>> Start EXTRACTED INFORMATION

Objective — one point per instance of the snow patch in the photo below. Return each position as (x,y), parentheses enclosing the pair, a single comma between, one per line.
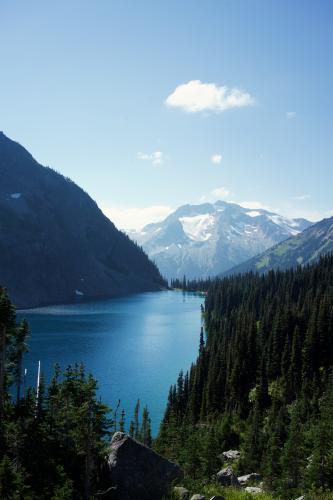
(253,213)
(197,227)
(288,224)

>> End EXTRACTED INFORMATION
>> Start EXTRACTED INFORMATION

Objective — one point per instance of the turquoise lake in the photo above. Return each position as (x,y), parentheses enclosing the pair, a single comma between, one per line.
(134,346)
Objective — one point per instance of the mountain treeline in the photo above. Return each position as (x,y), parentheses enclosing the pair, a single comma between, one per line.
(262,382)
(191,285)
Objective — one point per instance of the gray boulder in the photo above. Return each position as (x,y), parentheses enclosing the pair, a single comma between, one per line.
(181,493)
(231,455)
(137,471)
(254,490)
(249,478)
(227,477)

>> End EXTRACTED INFORMATION

> _WHAT IS NEEDED_: Count the rows above that contain the word "patch" and give only that number.

> _WRITTEN SOLUTION_: 1